* Written request:
Answer these questions using the incident excerpt below, numbering your answers to match.
1. At what flight level had all the ice disappeared?
2. How did the commander inform the passengers after the situation was resolved?
3. In which direction were the crew prepared to divert if the icing became too severe?

* Supplied text:
At 08:13:36 hours, SAS4144 descended below FL127. The airspeed at the time was 212 kt, and the ice that had formed on the airframe started to disappear. The crew reconnected the autopilot 3 minutes and 23 seconds after the autopilot automatically deactivated and temporary loss of control occurred. When the aircraft reached FL110, all the ice had disappeared and the DEGRADED PERF. alert from APM, which had displayed continually since 08:00:08, discontinued.

After the situation was resolved, the commander informed the aircraft passengers over the PA system.

The remainder of the flight was without further incident.

The AIBN analysed:

The crew planned to follow a common flight path on their flight from Bergen to Ålesund. They were aware that moderate icing had been forecast and were consequently prepared to divert westward and towards the coast if the icing should become too severe.

After the incident, the crew stated that they should have chosen a more westerly track from the outset. The AIBN agrees that a different route could have been advantageous in terms of potentially lower precipitation and icing intensity.

* Data entries:
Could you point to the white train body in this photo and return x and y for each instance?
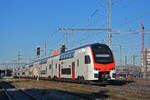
(74, 64)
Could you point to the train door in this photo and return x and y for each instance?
(73, 70)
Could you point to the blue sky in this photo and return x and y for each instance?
(25, 24)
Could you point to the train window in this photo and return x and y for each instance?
(50, 66)
(66, 71)
(56, 66)
(87, 59)
(78, 62)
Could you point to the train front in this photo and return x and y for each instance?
(103, 60)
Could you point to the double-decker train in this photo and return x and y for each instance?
(89, 62)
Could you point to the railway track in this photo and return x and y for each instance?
(13, 93)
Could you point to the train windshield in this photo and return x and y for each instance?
(102, 54)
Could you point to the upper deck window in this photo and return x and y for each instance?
(102, 54)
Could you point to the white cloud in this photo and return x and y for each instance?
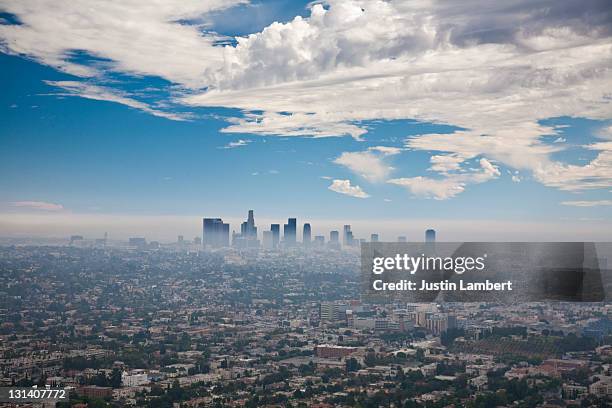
(369, 164)
(450, 185)
(492, 70)
(131, 36)
(585, 203)
(237, 143)
(99, 93)
(345, 187)
(38, 205)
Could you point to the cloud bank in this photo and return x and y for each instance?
(494, 70)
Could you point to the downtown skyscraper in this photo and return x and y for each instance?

* Written solution:
1. FL110
2. Over the PA system
3. Westward and towards the coast